::: Supplied data

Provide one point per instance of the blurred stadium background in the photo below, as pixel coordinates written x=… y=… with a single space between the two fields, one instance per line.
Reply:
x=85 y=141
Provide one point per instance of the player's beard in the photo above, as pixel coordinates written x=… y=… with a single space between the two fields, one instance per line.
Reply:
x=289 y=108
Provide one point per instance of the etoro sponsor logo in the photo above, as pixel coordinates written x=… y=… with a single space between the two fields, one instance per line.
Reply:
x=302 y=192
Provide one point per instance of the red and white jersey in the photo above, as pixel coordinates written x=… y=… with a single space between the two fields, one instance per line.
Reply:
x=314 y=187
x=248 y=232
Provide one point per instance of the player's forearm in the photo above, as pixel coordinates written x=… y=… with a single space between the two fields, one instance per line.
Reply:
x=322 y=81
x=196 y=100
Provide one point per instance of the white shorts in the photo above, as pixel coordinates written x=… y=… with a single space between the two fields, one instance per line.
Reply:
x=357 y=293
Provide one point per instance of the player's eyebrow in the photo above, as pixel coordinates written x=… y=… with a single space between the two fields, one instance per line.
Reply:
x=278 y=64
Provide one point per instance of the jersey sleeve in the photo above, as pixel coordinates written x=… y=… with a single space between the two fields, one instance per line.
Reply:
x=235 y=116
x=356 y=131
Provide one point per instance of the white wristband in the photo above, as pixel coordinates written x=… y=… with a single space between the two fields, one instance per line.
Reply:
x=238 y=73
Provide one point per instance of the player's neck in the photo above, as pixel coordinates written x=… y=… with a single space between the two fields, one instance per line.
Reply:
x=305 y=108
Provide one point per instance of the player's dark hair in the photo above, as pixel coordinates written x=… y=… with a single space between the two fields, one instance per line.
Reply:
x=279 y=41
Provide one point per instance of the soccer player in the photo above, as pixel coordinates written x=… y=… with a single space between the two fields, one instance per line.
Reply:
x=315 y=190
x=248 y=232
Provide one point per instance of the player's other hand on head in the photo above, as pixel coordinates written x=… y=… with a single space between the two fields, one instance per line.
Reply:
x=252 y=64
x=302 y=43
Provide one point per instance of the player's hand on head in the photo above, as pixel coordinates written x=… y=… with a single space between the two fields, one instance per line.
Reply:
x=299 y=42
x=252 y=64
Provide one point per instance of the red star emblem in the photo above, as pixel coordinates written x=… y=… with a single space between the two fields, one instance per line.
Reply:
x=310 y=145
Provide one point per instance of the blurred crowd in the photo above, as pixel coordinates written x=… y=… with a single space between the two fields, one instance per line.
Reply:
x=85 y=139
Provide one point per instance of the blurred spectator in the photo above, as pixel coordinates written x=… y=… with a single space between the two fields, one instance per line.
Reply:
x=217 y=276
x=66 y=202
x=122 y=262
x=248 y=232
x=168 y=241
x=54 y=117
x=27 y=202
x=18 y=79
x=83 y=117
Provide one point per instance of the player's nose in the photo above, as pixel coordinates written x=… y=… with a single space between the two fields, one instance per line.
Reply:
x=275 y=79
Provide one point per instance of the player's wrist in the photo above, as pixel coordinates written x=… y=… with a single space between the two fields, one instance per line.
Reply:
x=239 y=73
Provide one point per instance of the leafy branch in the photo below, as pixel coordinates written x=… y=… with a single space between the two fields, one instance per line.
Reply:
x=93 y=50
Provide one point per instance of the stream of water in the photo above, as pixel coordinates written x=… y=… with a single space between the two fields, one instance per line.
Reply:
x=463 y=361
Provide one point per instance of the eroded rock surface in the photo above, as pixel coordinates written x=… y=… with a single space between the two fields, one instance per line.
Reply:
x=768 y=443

::::::

Task statement:
From the records, copy out each line that includes the string "head".

Output:
Provide one point per instance of the player's other hand on head in the photo above, as pixel coordinates written x=… y=… with a single space between the two fields, one instance per line.
Provide one point per instance of the player's hand on head in the photo above, as pixel coordinates written x=… y=… with a single space between the two fields, one instance per line.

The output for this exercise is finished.